### Source extract
↓

I used to shoot hung up turkeys with a .357. I used 125 gr. hollow points. I would just lay that revolver down when I sat down and if he would not come closer than 40 yards I would try the pistol. Give it a try.


----------



## chaplainkramer

Dead Eye Eddy said:


> . . . there's no way you'd have a good enough pattern with a .410 shell out of a short barrel to cleanly kill a turkey.



Yes, I agree.  You'd have to be so close with that thing that you'd already be able to reach out and ring his neck.

Speaking of which, is killing a turkey with your bare hands legal?


----------



## 242outdoors

Dead Eye Eddy said:


> You can't be serious.  From what I hear, .45 LC's aren't very accurate out of the Judge because of the long chamber, and there's no way you'd have a good enough pattern with a .410 shell out of a short barrel to cleanly kill a turkey.



i have seen it done. 10 yards is plenty close


----------



## WaltL1

242outdoors said:


> i have seen it done. 10 yards is plenty close


Ive seen somebody race across train tracks to beat the train and survive. Certainly wouldnt advise you to try it. Actually go pattern a Taurus Judge and see if you give the same advice. The odds of just wounding the turkey are astronomically higher than actually killing it.


----------



## 242outdoors

i'm just giving him ideas. he can shoot whatever he wants. if you dont like it move on. seen plenty of kids kill turkeys with 410's.


----------



## Dub

?????????


----------



## WaltL1

242outdoors said:


> i'm just giving him ideas. he can shoot whatever he wants. if you dont like it move on. seen plenty of kids kill turkeys with 410's.


Your idea was a Judge in .410. Really bad idea and someone who doesnt know any better might think its a good idea.


----------



## 242outdoors

WaltL1 said:


> Your idea was a Judge in .410. Really bad idea and someone who doesnt know any better might think its a good idea.



ok big guy. your ideas are the best and i def should have let you handle this thread. i'll check with you from now on before i post


----------



## WaltL1

242outdoors said:


> ok big guy. your ideas are the best and i def should have let you handle this thread. i'll check with you from now on before i post


If thats the kind of ideas you are going to give a person who is trying to learn, checking with someone, anyone, would be a very good idea.


----------



## Big7

WaltL1 said:


> If thats the kind of ideas you are going to give a person who is trying to learn, checking with someone, anyone, would be a very good idea.



There you go... WaltL1... X bout' 2 million.. 

.410 in a good ole' H&R.. I'm talking old, with a long barrell and tapered choke might be OK for the pros ONLY..

I wouldn't  do it unless I was in a survival situation.
And.. I could def. pull it off.. 

A "judge" is out of the question though. Unless he was in the blind with me..

(You know who you are) Do us all a favor... Don't post nonsense...
_ESPECIALLY_ to a novice OP.


----------



## HandgunHTR

I would warn all of you not to post nonsense, and yes, you know what nonsense is.

↑

### Records provided

↓

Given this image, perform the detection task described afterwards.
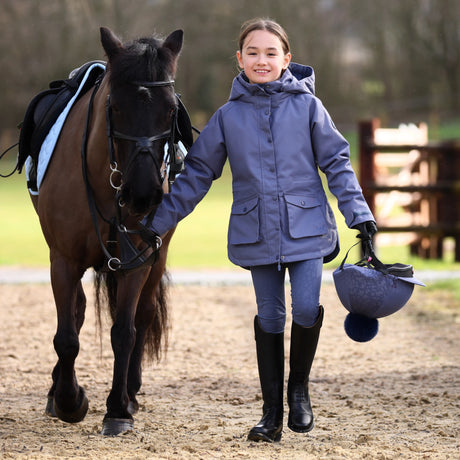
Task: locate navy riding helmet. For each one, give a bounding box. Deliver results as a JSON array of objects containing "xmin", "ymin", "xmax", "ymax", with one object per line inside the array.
[{"xmin": 333, "ymin": 243, "xmax": 425, "ymax": 342}]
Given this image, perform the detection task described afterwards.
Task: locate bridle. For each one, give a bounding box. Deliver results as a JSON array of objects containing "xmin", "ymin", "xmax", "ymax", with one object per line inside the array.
[
  {"xmin": 105, "ymin": 80, "xmax": 177, "ymax": 198},
  {"xmin": 81, "ymin": 76, "xmax": 178, "ymax": 271}
]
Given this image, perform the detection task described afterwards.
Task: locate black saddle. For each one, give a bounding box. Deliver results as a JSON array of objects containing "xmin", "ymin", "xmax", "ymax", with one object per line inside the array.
[
  {"xmin": 17, "ymin": 61, "xmax": 193, "ymax": 190},
  {"xmin": 17, "ymin": 61, "xmax": 105, "ymax": 190}
]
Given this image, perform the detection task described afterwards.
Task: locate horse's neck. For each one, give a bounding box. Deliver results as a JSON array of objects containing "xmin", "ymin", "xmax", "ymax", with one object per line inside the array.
[{"xmin": 87, "ymin": 81, "xmax": 110, "ymax": 170}]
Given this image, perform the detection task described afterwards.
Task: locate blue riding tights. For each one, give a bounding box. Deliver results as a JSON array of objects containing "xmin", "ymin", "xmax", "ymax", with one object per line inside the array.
[{"xmin": 251, "ymin": 258, "xmax": 323, "ymax": 334}]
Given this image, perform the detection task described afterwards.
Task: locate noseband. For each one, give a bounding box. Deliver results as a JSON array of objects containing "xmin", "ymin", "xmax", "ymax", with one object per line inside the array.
[{"xmin": 105, "ymin": 80, "xmax": 177, "ymax": 192}]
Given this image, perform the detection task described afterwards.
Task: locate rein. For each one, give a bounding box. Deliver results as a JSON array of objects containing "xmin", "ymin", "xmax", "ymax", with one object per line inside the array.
[{"xmin": 81, "ymin": 79, "xmax": 176, "ymax": 271}]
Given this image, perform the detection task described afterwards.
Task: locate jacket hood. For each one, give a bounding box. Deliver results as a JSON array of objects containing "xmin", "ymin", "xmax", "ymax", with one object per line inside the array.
[{"xmin": 229, "ymin": 62, "xmax": 315, "ymax": 100}]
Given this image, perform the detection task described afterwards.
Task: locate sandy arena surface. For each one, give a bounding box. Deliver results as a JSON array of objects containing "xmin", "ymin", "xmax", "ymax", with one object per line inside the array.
[{"xmin": 0, "ymin": 274, "xmax": 460, "ymax": 460}]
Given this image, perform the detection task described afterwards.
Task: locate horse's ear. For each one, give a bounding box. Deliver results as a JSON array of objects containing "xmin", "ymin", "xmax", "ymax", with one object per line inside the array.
[
  {"xmin": 163, "ymin": 29, "xmax": 184, "ymax": 56},
  {"xmin": 100, "ymin": 27, "xmax": 123, "ymax": 59}
]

↑

### Directive 1
Summarize the turkey-hunting thread in two sentences.
### Directive 2
Answer these questions from the turkey-hunting thread:
(a) What load did the first poster use in the .357?
(b) What distance does 242outdoors call "plenty close"?
(c) What kind of .410 does Big7 say might be OK for the pros only?
### Directive 3
From the turkey-hunting thread, print the passage from "There you go..." up to and including "blind with me..".
The listing has no connection to the turkey-hunting thread.

### Answer 1
One poster describes shooting turkeys with a .357 revolver and 125-grain hollow points, and others argue over whether a Taurus Judge firing .410 shells could cleanly kill a turkey, with 242outdoors saying he has seen it done at 10 yards. WaltL1 counters that the odds of only wounding the bird are far higher and that the idea is bad advice for someone trying to learn, while Big7 says an old, long-barreled H&R .410 with a tapered choke might be OK for pros only.

### Answer 2
(a) 125-grain hollow points.
(b) 10 yards.
(c) An old H&R with a long barrel and a tapered choke.

### Answer 3
There you go... WaltL1... X bout' 2 million.. 

.410 in a good ole' H&R.. I'm talking old, with a long barrell and tapered choke might be OK for the pros ONLY..

I wouldn't  do it unless I was in a survival situation.
And.. I could def. pull it off.. 

A "judge" is out of the question though. Unless he was in the blind with me..